#### [What needs to be done]
Only lines holding the word "table" should be copied from the material.

◇ ◇ ◇ ◇

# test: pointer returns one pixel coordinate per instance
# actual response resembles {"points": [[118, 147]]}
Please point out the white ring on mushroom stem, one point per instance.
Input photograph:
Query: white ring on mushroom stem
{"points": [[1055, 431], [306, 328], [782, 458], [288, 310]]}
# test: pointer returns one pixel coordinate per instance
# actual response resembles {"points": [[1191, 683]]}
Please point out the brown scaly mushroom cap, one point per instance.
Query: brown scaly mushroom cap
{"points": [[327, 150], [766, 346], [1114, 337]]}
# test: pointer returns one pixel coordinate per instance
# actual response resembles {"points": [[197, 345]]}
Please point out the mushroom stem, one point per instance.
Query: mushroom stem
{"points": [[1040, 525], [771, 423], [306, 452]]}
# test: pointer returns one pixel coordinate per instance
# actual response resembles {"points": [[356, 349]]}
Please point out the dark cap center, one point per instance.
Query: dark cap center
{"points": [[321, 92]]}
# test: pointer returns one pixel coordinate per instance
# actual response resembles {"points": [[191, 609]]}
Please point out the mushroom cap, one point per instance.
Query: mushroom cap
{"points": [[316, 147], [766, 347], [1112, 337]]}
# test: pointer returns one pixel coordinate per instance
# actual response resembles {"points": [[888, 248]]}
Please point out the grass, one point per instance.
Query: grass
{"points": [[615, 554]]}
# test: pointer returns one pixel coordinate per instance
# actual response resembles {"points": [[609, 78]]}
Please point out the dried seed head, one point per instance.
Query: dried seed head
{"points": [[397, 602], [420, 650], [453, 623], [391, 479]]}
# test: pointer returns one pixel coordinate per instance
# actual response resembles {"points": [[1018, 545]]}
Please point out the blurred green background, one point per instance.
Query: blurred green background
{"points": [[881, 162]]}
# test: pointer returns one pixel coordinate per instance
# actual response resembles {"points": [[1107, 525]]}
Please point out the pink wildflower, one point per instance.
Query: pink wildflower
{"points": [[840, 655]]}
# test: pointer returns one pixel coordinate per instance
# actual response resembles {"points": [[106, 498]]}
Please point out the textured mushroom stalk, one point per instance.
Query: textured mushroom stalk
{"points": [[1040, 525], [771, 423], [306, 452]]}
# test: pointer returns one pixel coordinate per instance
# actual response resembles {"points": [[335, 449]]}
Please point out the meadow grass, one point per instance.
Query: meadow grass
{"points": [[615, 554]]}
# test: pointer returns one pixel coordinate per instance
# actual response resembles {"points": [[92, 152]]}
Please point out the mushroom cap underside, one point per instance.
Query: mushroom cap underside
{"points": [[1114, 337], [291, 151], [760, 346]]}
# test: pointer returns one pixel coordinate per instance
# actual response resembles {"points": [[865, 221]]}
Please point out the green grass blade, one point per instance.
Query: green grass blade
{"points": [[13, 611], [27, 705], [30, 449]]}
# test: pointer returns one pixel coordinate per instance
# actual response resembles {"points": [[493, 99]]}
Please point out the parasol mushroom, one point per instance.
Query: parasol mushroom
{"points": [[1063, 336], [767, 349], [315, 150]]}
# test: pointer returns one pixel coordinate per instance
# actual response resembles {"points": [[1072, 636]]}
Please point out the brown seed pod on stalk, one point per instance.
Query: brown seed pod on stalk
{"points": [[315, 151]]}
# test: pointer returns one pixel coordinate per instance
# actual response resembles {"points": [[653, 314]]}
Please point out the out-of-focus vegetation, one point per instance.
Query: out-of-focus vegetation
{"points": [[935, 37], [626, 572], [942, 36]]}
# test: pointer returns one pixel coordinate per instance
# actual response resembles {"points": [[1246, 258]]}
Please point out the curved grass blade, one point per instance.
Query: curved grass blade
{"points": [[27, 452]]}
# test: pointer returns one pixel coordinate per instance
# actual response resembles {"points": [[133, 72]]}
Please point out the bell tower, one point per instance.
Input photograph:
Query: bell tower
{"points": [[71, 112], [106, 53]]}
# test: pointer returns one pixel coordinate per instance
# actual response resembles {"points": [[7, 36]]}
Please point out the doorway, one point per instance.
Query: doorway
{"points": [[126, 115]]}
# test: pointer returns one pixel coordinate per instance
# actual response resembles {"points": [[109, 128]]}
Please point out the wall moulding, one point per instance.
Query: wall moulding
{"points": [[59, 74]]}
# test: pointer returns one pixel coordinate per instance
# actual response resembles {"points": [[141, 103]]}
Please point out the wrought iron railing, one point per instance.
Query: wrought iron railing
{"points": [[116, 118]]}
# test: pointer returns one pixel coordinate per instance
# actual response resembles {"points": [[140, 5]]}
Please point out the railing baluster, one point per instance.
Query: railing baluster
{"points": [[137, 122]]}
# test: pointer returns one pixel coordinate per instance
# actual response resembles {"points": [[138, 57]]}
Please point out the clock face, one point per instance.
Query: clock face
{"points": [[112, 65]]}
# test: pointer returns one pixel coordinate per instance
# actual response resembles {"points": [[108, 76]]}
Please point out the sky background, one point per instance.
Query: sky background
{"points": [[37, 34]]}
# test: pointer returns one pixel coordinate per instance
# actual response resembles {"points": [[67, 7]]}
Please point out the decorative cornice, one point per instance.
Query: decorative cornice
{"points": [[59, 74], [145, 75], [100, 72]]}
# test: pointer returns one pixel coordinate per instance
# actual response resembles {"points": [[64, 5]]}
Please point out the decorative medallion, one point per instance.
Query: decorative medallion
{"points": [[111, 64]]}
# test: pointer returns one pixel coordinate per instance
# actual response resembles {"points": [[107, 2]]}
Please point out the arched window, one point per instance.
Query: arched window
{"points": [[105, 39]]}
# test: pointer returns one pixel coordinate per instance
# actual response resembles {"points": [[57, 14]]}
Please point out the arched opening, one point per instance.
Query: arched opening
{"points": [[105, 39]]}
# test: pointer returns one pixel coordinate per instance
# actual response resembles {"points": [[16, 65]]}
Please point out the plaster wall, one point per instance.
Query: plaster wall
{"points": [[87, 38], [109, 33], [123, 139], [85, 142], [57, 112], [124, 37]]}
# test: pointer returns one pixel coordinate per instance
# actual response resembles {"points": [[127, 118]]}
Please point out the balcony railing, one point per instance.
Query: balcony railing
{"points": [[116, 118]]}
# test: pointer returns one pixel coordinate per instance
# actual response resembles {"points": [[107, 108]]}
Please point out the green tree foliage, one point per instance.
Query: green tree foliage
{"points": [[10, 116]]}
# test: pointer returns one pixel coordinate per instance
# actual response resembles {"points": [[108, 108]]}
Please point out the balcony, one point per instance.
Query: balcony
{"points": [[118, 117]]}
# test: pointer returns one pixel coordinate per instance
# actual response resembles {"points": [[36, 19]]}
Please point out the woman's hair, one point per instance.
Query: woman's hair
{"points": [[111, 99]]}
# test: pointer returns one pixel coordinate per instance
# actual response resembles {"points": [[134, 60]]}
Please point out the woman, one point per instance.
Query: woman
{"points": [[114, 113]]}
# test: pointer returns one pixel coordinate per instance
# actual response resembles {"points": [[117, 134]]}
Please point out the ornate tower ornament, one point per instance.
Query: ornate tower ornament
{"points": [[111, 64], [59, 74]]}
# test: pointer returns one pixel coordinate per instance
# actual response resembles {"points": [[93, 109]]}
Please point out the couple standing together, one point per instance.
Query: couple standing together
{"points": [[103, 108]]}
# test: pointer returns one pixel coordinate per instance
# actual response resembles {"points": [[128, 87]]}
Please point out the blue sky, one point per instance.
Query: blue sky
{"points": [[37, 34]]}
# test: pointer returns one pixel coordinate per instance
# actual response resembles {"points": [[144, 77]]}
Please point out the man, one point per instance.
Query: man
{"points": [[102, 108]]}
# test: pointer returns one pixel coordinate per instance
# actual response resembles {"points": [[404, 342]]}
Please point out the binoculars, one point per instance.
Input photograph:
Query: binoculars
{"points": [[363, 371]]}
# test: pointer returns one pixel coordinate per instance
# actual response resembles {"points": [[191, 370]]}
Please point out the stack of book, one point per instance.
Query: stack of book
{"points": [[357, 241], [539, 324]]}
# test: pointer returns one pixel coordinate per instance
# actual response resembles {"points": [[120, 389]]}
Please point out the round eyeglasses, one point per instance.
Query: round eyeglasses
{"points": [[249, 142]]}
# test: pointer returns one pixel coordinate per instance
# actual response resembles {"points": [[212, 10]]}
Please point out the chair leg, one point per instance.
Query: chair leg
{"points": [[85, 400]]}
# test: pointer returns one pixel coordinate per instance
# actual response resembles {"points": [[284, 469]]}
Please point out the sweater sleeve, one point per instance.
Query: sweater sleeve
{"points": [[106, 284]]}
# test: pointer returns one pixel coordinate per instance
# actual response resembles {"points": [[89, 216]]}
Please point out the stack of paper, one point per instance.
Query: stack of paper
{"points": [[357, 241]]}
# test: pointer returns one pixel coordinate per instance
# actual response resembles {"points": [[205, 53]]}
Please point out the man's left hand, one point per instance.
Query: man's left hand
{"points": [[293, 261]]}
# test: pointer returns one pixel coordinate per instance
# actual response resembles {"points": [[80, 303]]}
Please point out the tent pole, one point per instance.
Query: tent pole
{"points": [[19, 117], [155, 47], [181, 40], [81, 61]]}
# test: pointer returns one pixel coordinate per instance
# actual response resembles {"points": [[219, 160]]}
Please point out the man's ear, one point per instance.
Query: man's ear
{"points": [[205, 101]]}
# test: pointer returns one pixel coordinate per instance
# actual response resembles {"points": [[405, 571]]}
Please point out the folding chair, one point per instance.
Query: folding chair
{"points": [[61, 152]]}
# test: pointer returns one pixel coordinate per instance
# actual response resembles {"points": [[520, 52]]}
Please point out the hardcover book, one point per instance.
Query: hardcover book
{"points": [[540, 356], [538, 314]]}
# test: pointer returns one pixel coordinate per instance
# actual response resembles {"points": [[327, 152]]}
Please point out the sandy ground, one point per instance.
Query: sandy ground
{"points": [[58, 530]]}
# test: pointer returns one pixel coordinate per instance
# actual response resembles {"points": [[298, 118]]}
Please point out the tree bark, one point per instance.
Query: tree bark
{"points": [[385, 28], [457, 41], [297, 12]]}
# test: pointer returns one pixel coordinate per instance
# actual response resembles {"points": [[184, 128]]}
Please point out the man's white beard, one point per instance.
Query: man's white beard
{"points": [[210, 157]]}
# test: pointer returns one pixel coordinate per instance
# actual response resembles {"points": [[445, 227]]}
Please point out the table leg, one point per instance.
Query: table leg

◇ ◇ ◇ ◇

#### [Your response]
Please point out the table leg, one point per instance.
Query: table leg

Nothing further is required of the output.